> **Source data**:
- - - - -
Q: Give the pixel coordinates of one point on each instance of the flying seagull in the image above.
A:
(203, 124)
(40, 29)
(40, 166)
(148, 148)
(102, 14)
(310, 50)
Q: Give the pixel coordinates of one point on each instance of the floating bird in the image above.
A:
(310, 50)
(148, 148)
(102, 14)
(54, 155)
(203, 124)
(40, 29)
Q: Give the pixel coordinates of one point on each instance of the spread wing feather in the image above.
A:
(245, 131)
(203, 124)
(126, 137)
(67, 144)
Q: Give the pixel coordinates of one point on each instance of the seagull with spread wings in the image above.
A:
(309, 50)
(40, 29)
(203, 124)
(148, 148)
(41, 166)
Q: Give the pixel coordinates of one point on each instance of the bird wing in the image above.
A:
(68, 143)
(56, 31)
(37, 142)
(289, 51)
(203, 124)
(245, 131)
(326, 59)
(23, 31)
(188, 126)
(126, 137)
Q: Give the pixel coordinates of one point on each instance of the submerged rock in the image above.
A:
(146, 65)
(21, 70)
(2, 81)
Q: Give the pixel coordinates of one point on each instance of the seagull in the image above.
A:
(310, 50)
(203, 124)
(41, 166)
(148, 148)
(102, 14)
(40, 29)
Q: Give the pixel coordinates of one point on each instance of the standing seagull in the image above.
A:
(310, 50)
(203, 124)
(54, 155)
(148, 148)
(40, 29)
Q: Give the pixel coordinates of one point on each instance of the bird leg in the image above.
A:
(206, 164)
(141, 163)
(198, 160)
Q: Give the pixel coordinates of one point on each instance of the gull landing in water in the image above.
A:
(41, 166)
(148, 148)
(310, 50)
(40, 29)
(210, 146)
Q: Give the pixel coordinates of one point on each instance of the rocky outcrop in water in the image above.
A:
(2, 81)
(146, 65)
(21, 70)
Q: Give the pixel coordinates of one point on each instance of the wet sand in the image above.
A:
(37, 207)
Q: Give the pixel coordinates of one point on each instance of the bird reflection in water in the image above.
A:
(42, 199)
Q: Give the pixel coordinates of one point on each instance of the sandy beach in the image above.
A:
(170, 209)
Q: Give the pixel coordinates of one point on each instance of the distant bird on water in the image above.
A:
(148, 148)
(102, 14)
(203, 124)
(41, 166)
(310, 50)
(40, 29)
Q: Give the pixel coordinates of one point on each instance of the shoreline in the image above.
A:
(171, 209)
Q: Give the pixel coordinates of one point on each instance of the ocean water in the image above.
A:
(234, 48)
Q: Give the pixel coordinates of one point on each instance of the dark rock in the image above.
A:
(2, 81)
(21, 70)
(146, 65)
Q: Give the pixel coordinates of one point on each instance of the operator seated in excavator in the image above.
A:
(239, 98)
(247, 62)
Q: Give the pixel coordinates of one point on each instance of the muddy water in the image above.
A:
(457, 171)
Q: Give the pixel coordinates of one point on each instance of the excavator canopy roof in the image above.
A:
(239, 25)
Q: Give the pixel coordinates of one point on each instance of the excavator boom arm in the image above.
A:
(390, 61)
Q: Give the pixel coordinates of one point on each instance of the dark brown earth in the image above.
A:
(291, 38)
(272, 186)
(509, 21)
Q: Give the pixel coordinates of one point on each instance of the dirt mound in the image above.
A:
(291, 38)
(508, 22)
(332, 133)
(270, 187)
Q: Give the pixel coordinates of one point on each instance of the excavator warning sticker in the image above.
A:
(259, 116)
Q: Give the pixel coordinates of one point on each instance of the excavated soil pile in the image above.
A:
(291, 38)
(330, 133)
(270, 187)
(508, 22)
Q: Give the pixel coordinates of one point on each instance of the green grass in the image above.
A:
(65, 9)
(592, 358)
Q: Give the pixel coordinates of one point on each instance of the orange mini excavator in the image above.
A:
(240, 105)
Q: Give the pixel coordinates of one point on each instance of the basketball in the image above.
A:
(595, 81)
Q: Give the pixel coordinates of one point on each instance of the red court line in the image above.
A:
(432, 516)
- - - - -
> **TASK DIRECTIONS**: Repeat every entry exactly, please.

> **TASK ANSWER**:
Q: Give the pixel coordinates of one point on each instance of the flying seagull in the image above.
A:
(203, 124)
(40, 29)
(40, 166)
(148, 148)
(102, 14)
(310, 50)
Q: Give the pixel coordinates of one point on each instance of the floating bird in the image above.
A:
(310, 50)
(148, 148)
(102, 14)
(54, 155)
(203, 124)
(40, 29)
Q: Give the pixel coordinates of one point on each instance of the spread wing feather in the image above.
A:
(245, 131)
(203, 124)
(126, 137)
(67, 144)
Q: Give the pixel coordinates of one point on each instance of the seagull with spread wings in the image above.
A:
(309, 50)
(40, 29)
(203, 124)
(148, 148)
(41, 166)
Q: Give the pixel coordinates of one point on each instance of the bird wing in the image above.
A:
(68, 143)
(56, 31)
(37, 142)
(289, 51)
(203, 124)
(245, 131)
(326, 59)
(23, 31)
(188, 126)
(126, 137)
Q: Give the pixel coordinates of one point on each instance of the submerged rock in the image above.
A:
(146, 65)
(21, 70)
(2, 81)
Q: Give the pixel coordinates of one point on each instance of the seagull in the image above.
A:
(310, 50)
(203, 124)
(41, 166)
(148, 148)
(102, 14)
(40, 29)
Q: Give the pixel coordinates of one point on each instance of the standing seagull in the image above.
A:
(310, 50)
(203, 124)
(54, 155)
(148, 148)
(40, 29)
Q: Give the pixel coordinates of one point on each instance of the bird leg in the image above.
A:
(206, 164)
(141, 163)
(198, 160)
Q: Give the pixel coordinates of one point on each instance of the gull landing in water in the image above.
A:
(41, 166)
(148, 148)
(310, 50)
(40, 29)
(210, 146)
Q: Give the pixel coordinates of one point on each instance of the rocky outcrop in water in the image above.
A:
(2, 81)
(146, 65)
(21, 70)
Q: Give the pixel coordinates of one point on each instance of the wet sand in the image above.
A:
(37, 207)
Q: Give the pixel coordinates of one point on each instance of the bird reflection in water in the image above.
A:
(42, 199)
Q: Give the pixel coordinates of one point on each instance of the sandy beach in the image above.
A:
(170, 209)
Q: Give the pixel coordinates of one point on each instance of the distant bird on water in the image above.
A:
(148, 148)
(102, 14)
(203, 124)
(41, 166)
(310, 50)
(40, 29)
Q: Give the pixel coordinates of one point on each instance of the shoreline in the image above.
A:
(171, 209)
Q: Give the pixel coordinates of one point on each instance of the ocean water in the image above.
A:
(234, 48)
Q: Give the pixel coordinates of one point on each instance of the dark rock in the image above.
A:
(2, 81)
(21, 70)
(146, 65)
Q: Give the pixel coordinates of one point on each instance of the operator seated in excavator in the image above.
A:
(239, 98)
(247, 62)
Q: Give the pixel coordinates of one point on each instance of the muddy water in the image above.
A:
(457, 171)
Q: Give the pixel coordinates of one point on each instance of the excavator canopy roof in the image above.
A:
(239, 25)
Q: Give the pixel coordinates of one point on each instance of the excavator boom arm in the image above.
A:
(390, 61)
Q: Give the pixel coordinates of one point on each instance of the dark brown earth in the image above.
A:
(291, 38)
(272, 186)
(509, 21)
Q: Give the pixel coordinates of one point on each instance of the dirt mound in the image above.
A:
(291, 38)
(508, 22)
(332, 133)
(270, 187)
Q: Give the pixel coordinates of one point on each instance of the excavator warning sticker in the image above.
A:
(259, 116)
Q: Give the pixel coordinates of one point on each instance of the excavated soil pile in the image above.
A:
(291, 38)
(330, 133)
(270, 187)
(508, 22)
Q: Give the pixel coordinates of one point on each instance of the green grass in the image above.
A:
(65, 9)
(592, 358)
Q: Give the pixel coordinates of one point on each instance of the orange mini excavator in the image above.
A:
(240, 105)
Q: Give the pixel coordinates of one point on each instance of the basketball in the image above.
A:
(595, 81)
Q: Give the pixel coordinates of one point on each instance of the red court line in the image above.
A:
(432, 516)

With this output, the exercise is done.